Directions: Reproduce the listing below line for line, leaving every character unchanged.
▼
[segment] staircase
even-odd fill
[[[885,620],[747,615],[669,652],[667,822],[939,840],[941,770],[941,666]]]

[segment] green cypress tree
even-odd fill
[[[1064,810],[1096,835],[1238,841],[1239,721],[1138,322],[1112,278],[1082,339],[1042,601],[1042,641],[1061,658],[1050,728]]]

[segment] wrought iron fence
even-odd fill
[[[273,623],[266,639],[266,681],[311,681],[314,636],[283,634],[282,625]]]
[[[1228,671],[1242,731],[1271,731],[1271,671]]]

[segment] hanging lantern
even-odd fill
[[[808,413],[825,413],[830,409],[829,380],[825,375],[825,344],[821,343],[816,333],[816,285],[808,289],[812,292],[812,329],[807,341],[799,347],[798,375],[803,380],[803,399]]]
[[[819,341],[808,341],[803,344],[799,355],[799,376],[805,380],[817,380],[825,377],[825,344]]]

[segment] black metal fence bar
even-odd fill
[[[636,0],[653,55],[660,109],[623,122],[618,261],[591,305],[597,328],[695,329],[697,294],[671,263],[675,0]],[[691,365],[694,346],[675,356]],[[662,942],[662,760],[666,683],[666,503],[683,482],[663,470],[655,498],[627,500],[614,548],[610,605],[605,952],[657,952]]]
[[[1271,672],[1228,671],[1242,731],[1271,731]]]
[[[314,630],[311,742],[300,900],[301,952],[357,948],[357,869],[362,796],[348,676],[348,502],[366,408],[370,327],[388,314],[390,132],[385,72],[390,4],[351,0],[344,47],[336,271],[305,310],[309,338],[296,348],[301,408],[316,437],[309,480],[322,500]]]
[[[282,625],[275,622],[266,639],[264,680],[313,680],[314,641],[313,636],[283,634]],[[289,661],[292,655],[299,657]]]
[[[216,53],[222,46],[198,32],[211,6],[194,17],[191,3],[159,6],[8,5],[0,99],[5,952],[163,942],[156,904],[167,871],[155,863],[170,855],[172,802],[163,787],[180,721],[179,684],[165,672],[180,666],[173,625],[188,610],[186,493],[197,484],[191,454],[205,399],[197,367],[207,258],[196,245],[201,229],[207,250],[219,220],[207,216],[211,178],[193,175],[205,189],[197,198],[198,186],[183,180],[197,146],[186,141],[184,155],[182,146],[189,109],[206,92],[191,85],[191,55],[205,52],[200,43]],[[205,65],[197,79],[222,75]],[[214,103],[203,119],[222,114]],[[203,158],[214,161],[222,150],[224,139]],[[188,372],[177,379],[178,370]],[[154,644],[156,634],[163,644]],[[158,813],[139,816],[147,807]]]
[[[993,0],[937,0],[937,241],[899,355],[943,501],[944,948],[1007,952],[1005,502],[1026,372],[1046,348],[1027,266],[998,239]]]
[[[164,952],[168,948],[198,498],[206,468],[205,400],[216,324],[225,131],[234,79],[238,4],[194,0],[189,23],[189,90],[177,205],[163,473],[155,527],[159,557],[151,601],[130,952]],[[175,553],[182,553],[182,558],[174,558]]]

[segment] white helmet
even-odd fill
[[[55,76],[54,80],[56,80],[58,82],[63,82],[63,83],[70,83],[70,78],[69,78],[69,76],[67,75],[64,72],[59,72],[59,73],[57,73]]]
▲
Response to this exercise:
[segment] staircase
even-odd fill
[[[885,620],[747,615],[669,652],[667,822],[939,840],[941,770],[941,666]]]

[segment] green cypress tree
even-odd fill
[[[1064,810],[1096,835],[1238,841],[1239,721],[1138,322],[1112,278],[1082,339],[1042,601],[1042,641],[1061,658],[1050,728]]]

[segment] wrought iron fence
even-odd fill
[[[273,623],[266,639],[266,681],[311,681],[314,636],[283,634],[282,625]]]
[[[1228,671],[1242,731],[1271,731],[1271,671]]]

[segment] hanging lantern
even-odd fill
[[[808,413],[825,413],[830,409],[829,380],[825,375],[825,344],[821,343],[816,333],[816,285],[808,289],[812,292],[812,329],[807,341],[799,347],[798,375],[803,380],[803,399]]]
[[[819,341],[808,341],[803,344],[799,355],[799,376],[805,380],[817,380],[825,377],[825,344]]]

[segment] black metal fence bar
even-odd fill
[[[636,0],[653,55],[660,109],[623,122],[618,261],[591,305],[597,328],[695,329],[697,294],[671,263],[675,0]],[[691,365],[694,346],[675,356]],[[662,942],[662,760],[666,683],[666,503],[683,482],[663,470],[655,498],[627,500],[614,548],[610,605],[605,952],[657,952]]]
[[[1271,672],[1228,671],[1242,731],[1271,731]]]
[[[314,630],[311,742],[300,900],[301,952],[357,948],[357,869],[362,796],[348,676],[348,502],[366,408],[370,327],[388,314],[390,132],[385,72],[390,4],[351,0],[344,47],[336,271],[305,310],[309,338],[296,348],[301,408],[316,437],[309,480],[322,500]]]
[[[282,625],[275,622],[266,639],[264,680],[313,680],[314,641],[313,636],[283,634]],[[289,661],[292,655],[299,657]]]
[[[216,53],[222,46],[198,32],[211,6],[194,17],[191,3],[159,6],[8,5],[0,99],[5,952],[163,942],[156,904],[167,871],[155,863],[170,855],[172,802],[163,787],[180,721],[179,684],[165,672],[180,666],[173,625],[188,610],[186,493],[197,484],[191,454],[205,399],[197,367],[207,258],[196,245],[201,229],[207,250],[219,220],[207,216],[211,178],[193,175],[205,189],[197,198],[198,186],[183,180],[197,146],[186,141],[184,155],[182,146],[189,109],[206,92],[191,85],[191,55],[205,52],[200,43]],[[205,65],[197,79],[222,75]],[[214,103],[203,119],[222,114]],[[203,158],[214,161],[222,150],[224,139]],[[188,372],[177,379],[178,370]],[[154,644],[156,634],[163,644]],[[158,813],[139,816],[147,807]]]
[[[993,0],[937,0],[937,241],[899,355],[943,501],[944,948],[1007,952],[1005,502],[1026,372],[1046,348],[1027,266],[998,239]]]
[[[164,952],[168,948],[198,498],[206,468],[205,400],[216,324],[225,131],[234,79],[238,4],[194,0],[189,23],[189,90],[177,205],[163,473],[155,527],[159,557],[151,601],[130,952]],[[175,553],[182,553],[182,558],[174,558]]]

[segment] white helmet
even-odd fill
[[[55,76],[54,80],[56,80],[58,82],[63,82],[63,83],[70,83],[70,78],[69,78],[69,76],[67,75],[64,72],[59,72],[59,73],[57,73]]]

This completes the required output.